* [EXTRACTO SELECCIONADO]
<<<<

SIRIA: MENSAJES EN LA BOTELLA

Tiempo de lectura: 4 minutos

No fue la primera acción militar del gobierno de Donald Trump en el extranjero. Tampoco la más mortífera. Decenas de civiles fallecieron en desde enero víctimas de la campaña de ataques aéreos con drones sobre Yemen, una herencia de Obama a la que la nueva administración intensificó y desproveyó de anteriores pruritos. Y sin embargo, el casi quirúrgico ataque contra una base aérea Siria, ocurrido en las primeras horas de hoy, es el primero con presencia unánime en las portadas de los medios internacionales, y la primera demostración de la orientación de la política militar norteamericana.

>>>>

(Entradas de un conjunto de datos)

<<<<

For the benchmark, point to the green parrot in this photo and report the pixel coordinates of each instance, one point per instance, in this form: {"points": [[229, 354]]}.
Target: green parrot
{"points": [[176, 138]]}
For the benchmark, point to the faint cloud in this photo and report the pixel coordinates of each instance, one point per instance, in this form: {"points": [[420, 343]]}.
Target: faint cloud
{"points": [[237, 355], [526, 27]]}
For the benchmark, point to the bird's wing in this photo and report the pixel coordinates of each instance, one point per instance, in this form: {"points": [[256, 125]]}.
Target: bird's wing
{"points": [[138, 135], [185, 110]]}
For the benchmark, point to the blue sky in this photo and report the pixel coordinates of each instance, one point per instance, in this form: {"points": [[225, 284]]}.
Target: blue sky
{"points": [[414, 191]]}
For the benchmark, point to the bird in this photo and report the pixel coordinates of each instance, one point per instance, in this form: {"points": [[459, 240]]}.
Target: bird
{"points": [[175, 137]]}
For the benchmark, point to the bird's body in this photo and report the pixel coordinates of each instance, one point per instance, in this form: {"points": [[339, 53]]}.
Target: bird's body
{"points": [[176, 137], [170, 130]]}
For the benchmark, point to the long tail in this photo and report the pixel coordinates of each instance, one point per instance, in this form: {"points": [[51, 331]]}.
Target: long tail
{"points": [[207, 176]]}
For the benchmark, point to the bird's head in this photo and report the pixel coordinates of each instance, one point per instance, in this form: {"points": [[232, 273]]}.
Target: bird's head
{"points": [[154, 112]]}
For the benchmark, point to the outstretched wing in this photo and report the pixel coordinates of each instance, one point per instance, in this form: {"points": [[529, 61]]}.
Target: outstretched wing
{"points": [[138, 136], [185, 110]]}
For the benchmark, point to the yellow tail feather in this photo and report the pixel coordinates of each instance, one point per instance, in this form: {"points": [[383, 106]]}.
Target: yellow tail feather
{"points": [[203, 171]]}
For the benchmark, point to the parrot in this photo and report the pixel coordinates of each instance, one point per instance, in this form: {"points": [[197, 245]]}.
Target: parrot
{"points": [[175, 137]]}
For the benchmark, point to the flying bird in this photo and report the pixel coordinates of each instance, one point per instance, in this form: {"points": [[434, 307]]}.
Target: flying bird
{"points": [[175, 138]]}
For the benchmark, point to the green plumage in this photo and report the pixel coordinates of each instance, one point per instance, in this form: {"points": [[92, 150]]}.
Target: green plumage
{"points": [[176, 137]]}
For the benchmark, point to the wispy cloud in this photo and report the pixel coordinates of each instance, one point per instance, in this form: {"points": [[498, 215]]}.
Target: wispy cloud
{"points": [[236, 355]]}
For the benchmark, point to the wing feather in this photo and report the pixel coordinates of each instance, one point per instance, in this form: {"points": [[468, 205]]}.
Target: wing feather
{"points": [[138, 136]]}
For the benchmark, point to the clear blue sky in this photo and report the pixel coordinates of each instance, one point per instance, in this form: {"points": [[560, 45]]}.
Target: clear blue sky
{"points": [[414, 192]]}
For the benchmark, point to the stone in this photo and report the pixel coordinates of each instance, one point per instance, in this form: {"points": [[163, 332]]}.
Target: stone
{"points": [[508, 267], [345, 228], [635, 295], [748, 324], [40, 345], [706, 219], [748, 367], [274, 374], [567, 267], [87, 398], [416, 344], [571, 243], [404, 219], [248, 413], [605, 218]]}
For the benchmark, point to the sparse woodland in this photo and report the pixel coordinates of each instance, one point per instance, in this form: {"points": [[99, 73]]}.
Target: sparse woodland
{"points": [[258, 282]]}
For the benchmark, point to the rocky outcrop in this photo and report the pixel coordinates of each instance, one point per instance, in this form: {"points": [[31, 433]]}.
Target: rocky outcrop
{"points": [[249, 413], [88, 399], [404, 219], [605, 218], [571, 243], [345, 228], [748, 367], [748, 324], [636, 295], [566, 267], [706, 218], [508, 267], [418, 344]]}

>>>>

* [TAREAS REQUERIDAS]
**A)** Responda las siguientes preguntas a partir del texto sobre Siria.
(i) ¿Qué tiempo de lectura se indica al comienzo?
(ii) ¿Sobre qué país se ha desarrollado la campaña de ataques aéreos con drones?
(iii) ¿Qué objetivo tuvo el ataque ocurrido en las primeras horas de hoy?
**B)** Transcriba del texto sobre Siria el pasaje que va desde "No fue la primera" hasta "política militar norteamericana.", este último incluido.

* [RESPUESTAS POR TAREA]
**A)**
(i) 4 minutos.
(ii) Sobre Yemen.
(iii) Una base aérea siria.

**B)**
No fue la primera acción militar del gobierno de Donald Trump en el extranjero. Tampoco la más mortífera. Decenas de civiles fallecieron en desde enero víctimas de la campaña de ataques aéreos con drones sobre Yemen, una herencia de Obama a la que la nueva administración intensificó y desproveyó de anteriores pruritos. Y sin embargo, el casi quirúrgico ataque contra una base aérea Siria, ocurrido en las primeras horas de hoy, es el primero con presencia unánime en las portadas de los medios internacionales, y la primera demostración de la orientación de la política militar norteamericana.